* [Exercise task] Return, unchanged, each line in the entries below that contains the string "wheel".

* [Point placement records]
○ ○ ○ ○ ○
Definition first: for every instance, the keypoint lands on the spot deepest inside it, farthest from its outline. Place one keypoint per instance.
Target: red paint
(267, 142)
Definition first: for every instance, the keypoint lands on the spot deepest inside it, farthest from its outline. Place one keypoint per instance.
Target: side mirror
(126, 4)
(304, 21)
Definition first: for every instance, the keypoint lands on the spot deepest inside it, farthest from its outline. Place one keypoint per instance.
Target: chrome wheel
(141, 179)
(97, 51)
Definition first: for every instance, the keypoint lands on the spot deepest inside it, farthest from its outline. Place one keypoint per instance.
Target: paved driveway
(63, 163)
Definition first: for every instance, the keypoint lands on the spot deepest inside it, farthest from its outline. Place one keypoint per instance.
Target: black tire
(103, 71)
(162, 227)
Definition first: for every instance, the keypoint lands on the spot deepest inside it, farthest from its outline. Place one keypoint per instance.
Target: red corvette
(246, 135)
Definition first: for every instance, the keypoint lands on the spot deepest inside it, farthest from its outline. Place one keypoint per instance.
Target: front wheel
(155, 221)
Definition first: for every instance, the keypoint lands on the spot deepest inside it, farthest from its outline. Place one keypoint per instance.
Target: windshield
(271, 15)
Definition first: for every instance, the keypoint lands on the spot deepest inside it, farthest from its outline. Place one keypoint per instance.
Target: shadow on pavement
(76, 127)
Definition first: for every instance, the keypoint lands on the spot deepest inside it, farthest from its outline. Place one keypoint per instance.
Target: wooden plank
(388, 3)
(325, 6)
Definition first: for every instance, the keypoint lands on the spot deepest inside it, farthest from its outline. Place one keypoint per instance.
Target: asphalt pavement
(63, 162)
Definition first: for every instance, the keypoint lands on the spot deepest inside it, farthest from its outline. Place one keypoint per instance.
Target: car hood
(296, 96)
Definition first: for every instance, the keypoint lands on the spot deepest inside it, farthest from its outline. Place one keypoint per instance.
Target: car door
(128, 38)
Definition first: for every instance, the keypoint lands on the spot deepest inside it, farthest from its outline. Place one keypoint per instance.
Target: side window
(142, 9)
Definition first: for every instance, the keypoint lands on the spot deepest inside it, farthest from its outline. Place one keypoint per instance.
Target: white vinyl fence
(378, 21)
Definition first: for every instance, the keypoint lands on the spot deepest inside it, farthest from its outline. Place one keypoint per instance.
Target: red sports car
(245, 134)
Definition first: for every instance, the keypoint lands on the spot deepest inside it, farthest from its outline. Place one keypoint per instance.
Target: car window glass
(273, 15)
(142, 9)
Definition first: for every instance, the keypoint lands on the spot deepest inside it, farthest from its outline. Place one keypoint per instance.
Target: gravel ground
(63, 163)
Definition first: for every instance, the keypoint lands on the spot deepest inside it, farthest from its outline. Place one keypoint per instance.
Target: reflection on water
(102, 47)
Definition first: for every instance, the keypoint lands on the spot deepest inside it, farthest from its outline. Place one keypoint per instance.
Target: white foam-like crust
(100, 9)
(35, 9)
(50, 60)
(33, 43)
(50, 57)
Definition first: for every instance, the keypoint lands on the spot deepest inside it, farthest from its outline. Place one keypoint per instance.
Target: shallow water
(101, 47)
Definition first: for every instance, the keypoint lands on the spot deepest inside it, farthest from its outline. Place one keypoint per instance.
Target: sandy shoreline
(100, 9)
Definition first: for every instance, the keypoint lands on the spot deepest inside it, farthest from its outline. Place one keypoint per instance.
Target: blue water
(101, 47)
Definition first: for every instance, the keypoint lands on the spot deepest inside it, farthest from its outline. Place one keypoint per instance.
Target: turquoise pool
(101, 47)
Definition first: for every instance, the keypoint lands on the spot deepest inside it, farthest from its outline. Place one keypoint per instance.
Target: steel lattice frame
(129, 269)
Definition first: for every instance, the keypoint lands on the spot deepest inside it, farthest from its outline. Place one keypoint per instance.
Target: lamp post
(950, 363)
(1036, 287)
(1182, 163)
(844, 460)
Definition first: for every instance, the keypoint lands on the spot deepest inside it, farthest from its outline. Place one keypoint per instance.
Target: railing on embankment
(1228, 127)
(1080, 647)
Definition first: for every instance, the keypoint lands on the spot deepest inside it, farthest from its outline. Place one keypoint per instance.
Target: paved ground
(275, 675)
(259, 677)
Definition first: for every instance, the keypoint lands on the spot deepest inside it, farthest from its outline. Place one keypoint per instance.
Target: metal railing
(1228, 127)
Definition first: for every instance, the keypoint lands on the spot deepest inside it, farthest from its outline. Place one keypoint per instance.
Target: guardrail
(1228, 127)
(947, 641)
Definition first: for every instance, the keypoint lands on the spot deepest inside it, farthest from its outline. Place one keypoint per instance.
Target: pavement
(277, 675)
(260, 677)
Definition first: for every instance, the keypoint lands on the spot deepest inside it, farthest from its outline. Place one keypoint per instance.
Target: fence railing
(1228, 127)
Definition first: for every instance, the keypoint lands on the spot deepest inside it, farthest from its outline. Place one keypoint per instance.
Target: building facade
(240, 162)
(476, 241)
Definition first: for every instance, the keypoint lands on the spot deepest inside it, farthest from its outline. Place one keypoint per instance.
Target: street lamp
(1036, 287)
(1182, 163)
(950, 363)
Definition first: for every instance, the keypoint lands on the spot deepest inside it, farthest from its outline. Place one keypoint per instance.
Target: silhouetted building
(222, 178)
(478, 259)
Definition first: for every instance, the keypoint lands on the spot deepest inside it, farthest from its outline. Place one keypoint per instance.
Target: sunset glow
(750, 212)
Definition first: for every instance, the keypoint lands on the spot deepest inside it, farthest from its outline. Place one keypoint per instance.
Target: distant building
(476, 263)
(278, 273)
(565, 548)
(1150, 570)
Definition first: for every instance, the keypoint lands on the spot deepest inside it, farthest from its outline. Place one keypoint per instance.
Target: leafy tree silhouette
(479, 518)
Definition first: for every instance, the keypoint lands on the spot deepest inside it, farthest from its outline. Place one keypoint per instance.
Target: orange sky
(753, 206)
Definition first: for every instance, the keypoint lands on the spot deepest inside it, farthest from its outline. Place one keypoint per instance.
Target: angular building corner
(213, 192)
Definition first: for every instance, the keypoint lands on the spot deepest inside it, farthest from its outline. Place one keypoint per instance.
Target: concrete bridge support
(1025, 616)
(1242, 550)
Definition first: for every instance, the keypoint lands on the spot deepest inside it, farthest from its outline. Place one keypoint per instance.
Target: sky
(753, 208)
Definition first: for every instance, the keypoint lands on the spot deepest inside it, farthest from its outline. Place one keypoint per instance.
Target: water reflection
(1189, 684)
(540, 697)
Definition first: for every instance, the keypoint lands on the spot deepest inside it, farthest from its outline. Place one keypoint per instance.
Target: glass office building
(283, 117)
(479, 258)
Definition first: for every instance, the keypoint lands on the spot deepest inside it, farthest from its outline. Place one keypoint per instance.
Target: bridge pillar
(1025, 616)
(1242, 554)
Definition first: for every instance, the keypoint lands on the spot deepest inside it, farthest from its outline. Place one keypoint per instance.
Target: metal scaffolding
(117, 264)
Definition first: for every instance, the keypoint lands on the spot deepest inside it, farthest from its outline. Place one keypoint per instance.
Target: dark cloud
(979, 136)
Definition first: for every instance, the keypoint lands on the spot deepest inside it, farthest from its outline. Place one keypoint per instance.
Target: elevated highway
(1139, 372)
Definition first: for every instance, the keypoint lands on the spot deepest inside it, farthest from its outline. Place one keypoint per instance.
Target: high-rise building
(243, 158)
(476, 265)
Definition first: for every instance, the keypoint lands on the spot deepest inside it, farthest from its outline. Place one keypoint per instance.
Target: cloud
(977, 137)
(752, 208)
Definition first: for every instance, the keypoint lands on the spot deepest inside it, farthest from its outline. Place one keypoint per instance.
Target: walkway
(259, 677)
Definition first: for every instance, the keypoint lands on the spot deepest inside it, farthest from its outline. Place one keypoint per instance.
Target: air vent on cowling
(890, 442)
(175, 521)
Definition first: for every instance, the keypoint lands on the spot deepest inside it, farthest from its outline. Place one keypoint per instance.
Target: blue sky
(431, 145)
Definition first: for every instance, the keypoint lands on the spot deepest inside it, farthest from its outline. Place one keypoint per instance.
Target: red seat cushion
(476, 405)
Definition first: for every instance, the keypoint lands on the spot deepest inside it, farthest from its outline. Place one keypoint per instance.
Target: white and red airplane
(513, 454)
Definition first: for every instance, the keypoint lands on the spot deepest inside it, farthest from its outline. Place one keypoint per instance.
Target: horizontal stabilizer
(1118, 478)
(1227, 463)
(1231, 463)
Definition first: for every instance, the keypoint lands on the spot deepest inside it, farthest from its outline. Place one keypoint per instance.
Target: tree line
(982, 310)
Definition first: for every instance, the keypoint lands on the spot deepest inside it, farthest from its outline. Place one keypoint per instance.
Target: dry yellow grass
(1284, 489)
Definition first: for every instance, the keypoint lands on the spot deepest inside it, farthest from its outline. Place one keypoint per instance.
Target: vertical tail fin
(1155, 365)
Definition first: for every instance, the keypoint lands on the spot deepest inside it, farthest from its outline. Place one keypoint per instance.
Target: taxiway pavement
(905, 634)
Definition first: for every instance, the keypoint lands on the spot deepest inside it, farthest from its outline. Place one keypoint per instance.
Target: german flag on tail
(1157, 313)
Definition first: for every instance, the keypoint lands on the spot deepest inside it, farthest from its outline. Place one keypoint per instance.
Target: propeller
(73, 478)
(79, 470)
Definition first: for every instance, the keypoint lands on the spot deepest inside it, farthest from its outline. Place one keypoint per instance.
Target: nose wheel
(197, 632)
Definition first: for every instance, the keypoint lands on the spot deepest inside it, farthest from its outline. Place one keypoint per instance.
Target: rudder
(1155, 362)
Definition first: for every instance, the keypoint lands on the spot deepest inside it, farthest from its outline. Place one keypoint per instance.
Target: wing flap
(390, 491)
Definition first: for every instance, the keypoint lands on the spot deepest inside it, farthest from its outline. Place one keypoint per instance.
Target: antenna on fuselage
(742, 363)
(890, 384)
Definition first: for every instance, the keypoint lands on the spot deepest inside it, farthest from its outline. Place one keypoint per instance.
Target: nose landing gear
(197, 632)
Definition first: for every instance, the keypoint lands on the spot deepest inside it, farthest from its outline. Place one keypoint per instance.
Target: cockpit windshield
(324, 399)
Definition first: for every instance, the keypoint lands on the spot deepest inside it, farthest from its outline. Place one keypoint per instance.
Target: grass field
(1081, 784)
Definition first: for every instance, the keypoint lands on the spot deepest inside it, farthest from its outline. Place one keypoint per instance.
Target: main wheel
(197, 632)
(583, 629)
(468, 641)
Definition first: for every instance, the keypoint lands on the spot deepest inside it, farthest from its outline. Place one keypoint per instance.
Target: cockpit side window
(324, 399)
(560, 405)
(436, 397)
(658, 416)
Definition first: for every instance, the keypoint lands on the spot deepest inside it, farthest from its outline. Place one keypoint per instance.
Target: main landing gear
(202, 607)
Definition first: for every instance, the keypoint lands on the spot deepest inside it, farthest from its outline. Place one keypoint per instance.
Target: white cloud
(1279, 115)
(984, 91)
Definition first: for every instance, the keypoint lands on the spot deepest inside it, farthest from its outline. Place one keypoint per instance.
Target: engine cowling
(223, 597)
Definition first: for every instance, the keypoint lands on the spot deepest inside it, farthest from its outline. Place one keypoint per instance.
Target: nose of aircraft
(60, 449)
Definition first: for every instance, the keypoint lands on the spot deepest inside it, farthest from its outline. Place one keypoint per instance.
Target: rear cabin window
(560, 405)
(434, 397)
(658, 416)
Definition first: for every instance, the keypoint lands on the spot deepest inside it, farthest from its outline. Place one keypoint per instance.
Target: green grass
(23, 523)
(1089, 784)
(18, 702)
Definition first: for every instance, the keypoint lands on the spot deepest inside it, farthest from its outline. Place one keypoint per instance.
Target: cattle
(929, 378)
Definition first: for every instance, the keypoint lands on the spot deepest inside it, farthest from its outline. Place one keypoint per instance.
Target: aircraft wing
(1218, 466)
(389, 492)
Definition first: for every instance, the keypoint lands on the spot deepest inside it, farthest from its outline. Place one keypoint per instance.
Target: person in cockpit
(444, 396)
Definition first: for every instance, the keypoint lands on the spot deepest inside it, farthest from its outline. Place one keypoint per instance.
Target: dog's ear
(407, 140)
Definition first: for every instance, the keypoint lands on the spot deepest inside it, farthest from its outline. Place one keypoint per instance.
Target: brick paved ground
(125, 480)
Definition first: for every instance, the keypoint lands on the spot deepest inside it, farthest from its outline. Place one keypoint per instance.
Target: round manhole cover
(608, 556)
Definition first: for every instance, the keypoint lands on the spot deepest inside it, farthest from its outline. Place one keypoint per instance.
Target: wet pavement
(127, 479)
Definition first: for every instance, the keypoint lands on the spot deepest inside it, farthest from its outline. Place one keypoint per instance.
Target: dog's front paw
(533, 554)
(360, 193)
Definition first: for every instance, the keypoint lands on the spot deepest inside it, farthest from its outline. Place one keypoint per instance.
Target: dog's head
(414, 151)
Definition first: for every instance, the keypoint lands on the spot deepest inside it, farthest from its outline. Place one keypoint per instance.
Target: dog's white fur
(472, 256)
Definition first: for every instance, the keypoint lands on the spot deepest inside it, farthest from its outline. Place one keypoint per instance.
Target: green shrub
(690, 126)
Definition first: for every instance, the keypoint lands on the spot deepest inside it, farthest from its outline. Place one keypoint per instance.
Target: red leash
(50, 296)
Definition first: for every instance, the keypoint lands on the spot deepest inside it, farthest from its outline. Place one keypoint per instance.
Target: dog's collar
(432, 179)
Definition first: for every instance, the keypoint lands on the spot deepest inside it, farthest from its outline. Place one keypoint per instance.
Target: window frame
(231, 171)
○ ○ ○ ○ ○
* [Full response]
Target: chrome wheel
Target: front wheel
Target: nose wheel
Target: main wheel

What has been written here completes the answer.